▶ _Aim of the exercise_: Copy the material below word for word, reproducing every line exactly.

▶ _Given data_:
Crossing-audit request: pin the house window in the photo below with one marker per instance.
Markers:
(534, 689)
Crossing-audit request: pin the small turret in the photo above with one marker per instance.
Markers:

▶ _Complete answer_:
Crossing-audit request: pin the house window in the photo below with one marker per instance.
Markers:
(534, 689)
Crossing-audit request: pin the small turret in the photo above with one marker per instance.
Markers:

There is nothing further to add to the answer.